**WHAT YOU WILL DO**
Only the number is needed: how many lines of the records include "trousers"?

Saved entries
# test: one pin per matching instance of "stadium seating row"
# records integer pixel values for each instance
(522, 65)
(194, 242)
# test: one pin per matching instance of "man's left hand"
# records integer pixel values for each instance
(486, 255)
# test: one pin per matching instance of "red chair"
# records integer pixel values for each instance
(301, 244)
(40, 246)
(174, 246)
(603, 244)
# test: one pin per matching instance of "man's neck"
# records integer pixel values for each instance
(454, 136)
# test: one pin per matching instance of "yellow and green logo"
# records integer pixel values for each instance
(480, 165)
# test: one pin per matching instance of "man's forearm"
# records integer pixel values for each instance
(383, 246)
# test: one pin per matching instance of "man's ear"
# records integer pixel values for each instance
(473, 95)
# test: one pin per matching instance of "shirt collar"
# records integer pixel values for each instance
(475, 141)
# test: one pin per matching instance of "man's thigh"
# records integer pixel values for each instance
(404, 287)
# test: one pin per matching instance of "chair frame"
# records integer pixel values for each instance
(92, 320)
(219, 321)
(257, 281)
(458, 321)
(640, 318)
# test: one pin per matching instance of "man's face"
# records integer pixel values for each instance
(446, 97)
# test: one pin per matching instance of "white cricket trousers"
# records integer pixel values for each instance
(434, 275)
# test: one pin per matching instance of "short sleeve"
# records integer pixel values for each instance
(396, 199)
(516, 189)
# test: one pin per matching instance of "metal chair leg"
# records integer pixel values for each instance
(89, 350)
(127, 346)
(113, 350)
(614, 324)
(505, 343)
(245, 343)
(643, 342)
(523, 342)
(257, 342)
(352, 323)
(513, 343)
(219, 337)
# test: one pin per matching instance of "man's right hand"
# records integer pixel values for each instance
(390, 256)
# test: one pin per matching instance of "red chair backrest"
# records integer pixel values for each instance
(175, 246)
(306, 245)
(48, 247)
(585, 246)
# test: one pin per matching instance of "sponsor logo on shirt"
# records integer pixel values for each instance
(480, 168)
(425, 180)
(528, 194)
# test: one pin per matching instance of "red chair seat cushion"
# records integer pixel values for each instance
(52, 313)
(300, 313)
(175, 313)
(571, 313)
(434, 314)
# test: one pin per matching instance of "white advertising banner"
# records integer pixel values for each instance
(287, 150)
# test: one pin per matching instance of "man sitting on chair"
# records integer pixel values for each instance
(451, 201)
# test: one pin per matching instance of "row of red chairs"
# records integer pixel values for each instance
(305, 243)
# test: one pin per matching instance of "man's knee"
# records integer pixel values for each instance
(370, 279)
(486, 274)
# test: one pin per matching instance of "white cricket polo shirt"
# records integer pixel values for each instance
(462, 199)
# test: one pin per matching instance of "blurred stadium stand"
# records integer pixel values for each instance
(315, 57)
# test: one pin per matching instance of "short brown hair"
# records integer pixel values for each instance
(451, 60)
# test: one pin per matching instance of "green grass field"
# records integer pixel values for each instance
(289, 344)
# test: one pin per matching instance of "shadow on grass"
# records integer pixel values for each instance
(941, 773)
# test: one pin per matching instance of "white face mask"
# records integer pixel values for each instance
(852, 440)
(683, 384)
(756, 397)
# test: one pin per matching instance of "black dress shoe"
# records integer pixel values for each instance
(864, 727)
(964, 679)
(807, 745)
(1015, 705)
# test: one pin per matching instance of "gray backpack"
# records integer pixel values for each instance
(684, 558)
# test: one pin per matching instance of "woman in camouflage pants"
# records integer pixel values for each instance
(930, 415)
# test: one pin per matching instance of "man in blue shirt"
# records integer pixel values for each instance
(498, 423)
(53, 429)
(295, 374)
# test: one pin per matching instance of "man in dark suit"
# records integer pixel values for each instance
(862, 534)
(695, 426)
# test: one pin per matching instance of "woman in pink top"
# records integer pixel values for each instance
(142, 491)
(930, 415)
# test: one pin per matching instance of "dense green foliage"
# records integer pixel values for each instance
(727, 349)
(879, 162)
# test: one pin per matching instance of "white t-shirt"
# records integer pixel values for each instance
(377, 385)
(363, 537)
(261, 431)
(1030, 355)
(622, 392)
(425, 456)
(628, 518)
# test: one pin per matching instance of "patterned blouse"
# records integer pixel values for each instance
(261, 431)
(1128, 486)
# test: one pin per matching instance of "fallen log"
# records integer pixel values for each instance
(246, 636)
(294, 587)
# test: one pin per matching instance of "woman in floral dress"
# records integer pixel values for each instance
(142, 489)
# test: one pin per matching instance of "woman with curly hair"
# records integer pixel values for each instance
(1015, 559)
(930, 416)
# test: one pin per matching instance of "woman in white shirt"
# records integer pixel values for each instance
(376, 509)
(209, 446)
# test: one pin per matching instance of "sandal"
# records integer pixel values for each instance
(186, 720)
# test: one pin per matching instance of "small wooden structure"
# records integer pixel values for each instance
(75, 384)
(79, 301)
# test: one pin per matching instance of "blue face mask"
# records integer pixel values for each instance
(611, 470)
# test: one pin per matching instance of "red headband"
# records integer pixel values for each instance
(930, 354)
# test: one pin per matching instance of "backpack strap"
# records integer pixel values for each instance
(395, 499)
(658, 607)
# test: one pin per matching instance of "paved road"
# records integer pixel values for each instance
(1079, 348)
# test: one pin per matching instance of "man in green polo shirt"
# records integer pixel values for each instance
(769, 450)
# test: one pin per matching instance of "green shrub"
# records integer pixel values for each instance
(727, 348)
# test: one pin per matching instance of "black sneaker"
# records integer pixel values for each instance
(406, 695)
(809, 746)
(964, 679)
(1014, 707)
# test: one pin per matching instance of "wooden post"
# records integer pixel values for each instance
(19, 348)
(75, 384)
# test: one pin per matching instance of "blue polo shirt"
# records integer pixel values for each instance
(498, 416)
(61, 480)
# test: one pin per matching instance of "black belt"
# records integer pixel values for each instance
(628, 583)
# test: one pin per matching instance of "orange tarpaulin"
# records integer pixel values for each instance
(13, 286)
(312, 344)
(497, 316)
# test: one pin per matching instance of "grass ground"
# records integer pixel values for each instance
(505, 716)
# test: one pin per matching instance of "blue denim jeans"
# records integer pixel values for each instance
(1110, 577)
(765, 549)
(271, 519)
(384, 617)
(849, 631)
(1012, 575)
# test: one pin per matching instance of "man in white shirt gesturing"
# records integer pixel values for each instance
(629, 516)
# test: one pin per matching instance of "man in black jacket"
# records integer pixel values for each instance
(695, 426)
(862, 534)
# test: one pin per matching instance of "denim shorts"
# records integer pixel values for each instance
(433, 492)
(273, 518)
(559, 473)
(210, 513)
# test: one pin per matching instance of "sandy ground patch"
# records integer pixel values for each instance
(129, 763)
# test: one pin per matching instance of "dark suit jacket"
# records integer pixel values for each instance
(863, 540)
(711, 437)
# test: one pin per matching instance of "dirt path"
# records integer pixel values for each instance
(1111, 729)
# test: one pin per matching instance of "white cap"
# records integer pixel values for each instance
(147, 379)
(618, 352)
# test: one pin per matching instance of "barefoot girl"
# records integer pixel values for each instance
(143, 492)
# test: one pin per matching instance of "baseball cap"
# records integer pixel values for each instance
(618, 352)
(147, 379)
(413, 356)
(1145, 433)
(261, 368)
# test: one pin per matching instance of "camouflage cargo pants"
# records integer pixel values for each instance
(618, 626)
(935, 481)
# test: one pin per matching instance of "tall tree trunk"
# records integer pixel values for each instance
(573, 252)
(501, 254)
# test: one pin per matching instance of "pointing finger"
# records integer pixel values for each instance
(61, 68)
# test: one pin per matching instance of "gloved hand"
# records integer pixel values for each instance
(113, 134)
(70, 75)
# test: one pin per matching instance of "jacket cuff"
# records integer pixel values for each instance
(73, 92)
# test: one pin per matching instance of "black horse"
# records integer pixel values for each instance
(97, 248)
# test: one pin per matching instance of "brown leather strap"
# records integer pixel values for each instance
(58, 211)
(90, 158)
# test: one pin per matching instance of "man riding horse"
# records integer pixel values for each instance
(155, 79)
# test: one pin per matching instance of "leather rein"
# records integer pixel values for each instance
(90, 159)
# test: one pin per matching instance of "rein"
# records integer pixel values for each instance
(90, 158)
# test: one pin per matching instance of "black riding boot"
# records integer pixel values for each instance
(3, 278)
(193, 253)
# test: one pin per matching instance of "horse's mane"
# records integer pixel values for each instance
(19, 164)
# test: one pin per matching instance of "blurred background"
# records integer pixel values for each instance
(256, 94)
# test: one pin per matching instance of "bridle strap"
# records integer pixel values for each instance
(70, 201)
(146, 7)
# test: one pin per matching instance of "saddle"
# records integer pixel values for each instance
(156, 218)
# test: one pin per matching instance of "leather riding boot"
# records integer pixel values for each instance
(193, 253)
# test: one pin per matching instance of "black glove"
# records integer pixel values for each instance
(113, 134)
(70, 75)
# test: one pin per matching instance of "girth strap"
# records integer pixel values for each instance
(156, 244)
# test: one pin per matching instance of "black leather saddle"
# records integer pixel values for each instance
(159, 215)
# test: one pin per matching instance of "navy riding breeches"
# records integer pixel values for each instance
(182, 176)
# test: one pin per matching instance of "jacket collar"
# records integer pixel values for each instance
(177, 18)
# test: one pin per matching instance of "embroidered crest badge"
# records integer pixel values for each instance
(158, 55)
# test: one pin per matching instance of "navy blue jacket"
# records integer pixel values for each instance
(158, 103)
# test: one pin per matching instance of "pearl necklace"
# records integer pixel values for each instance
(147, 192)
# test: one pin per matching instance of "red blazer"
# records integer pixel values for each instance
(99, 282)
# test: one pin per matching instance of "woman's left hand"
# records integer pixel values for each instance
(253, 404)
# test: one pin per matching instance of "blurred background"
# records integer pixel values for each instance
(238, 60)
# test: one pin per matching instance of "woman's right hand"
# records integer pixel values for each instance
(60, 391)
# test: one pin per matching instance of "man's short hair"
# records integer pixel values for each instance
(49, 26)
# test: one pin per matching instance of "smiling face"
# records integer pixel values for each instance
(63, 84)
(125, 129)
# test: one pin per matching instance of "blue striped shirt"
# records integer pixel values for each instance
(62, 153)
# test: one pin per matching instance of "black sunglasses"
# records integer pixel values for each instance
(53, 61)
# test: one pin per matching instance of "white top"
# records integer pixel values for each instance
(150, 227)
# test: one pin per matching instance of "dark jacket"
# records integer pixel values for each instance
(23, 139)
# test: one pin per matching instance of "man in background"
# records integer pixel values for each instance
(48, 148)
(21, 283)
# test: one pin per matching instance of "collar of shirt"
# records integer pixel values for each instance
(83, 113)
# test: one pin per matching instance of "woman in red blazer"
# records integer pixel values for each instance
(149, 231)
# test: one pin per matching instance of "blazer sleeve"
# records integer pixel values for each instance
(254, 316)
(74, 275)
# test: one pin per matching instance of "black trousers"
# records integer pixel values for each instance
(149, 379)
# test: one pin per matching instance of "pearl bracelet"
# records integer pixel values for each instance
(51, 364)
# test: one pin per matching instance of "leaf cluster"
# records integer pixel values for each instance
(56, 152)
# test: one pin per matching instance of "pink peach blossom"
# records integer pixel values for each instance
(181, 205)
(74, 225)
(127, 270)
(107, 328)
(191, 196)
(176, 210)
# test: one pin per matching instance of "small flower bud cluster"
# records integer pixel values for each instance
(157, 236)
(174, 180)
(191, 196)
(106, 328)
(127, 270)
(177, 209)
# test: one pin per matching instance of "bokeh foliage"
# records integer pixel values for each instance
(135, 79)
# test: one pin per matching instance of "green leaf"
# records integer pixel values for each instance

**ANSWER BELOW**
2